## Exercise:
Each entry below should be reproduced character for character.

## Information supplied:
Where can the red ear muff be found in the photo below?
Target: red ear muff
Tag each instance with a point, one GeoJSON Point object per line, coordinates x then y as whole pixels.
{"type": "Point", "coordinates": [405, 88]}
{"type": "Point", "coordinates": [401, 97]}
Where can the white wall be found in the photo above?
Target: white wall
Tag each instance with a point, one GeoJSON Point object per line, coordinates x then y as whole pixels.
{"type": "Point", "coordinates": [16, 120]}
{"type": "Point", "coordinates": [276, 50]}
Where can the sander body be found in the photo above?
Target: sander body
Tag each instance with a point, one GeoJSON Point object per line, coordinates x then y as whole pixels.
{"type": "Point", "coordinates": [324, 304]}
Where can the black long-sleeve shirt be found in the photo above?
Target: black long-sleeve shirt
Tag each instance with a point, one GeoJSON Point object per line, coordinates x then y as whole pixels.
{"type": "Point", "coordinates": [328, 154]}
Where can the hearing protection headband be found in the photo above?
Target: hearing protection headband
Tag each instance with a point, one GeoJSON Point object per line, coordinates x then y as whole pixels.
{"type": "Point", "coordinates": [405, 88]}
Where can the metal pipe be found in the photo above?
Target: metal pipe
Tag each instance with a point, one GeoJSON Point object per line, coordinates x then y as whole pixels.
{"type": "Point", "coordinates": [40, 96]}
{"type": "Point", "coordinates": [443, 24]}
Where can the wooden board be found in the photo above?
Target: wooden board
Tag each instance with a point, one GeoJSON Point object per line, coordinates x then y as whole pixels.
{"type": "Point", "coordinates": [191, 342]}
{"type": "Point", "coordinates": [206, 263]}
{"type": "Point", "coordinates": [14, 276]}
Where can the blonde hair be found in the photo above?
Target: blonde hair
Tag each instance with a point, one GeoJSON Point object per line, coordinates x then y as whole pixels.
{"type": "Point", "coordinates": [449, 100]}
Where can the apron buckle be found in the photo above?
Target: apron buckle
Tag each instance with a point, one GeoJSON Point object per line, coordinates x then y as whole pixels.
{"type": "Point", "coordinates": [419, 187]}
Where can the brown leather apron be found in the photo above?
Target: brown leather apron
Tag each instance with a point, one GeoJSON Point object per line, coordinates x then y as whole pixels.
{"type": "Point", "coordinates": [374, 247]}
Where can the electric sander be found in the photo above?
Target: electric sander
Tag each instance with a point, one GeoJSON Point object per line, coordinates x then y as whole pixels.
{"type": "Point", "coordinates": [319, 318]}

## Final result:
Where can the red ear muff be found in the photo below?
Target: red ear muff
Tag each instance with a point, one GeoJSON Point object per line, coordinates x then y as whole pixels.
{"type": "Point", "coordinates": [405, 88]}
{"type": "Point", "coordinates": [401, 97]}
Where can the white wall be found in the photo above?
Target: white wall
Tag each instance with a point, one GeoJSON Point object per line, coordinates x then y as whole pixels.
{"type": "Point", "coordinates": [16, 120]}
{"type": "Point", "coordinates": [276, 50]}
Where can the sander body be found in the photo above?
Target: sander body
Tag each instance with a point, one GeoJSON Point object per line, coordinates x then y as whole pixels.
{"type": "Point", "coordinates": [324, 304]}
Where can the black long-sleeve shirt be found in the photo above?
Target: black long-sleeve shirt
Tag each instance with a point, one GeoJSON Point object per line, coordinates x then y as whole pixels.
{"type": "Point", "coordinates": [328, 154]}
Where can the hearing protection headband be found in the photo above?
Target: hearing protection headband
Tag each instance with a point, one GeoJSON Point object per line, coordinates x then y as whole pixels.
{"type": "Point", "coordinates": [405, 88]}
Where can the metal pipe be found in the photo above?
Target: metal pipe
Tag each instance with a point, one GeoJSON Point object per line, coordinates x then y as whole pixels.
{"type": "Point", "coordinates": [40, 96]}
{"type": "Point", "coordinates": [443, 24]}
Where can the wooden board be found in the photo above?
Target: wooden board
Tag each instance with a point, one GeoJSON Point object per line, coordinates x then y as whole pixels.
{"type": "Point", "coordinates": [191, 342]}
{"type": "Point", "coordinates": [206, 263]}
{"type": "Point", "coordinates": [14, 276]}
Where can the blonde hair be found in the photo above?
Target: blonde hair
Tag each instance with a point, one GeoJSON Point object per line, coordinates x then y as whole pixels.
{"type": "Point", "coordinates": [449, 100]}
Where can the apron buckle be found in the photo above?
Target: apron buckle
Tag each instance with a point, one GeoJSON Point object per line, coordinates x then y as whole pixels.
{"type": "Point", "coordinates": [419, 187]}
Where can the brown leather apron be found in the photo above?
Target: brown leather apron
Tag each instance with a point, one GeoJSON Point object per line, coordinates x then y as whole pixels.
{"type": "Point", "coordinates": [374, 247]}
Where can the electric sander be found in the photo above?
Target: electric sander
Tag each instance with a point, one GeoJSON Point object per line, coordinates x then y as whole pixels.
{"type": "Point", "coordinates": [319, 318]}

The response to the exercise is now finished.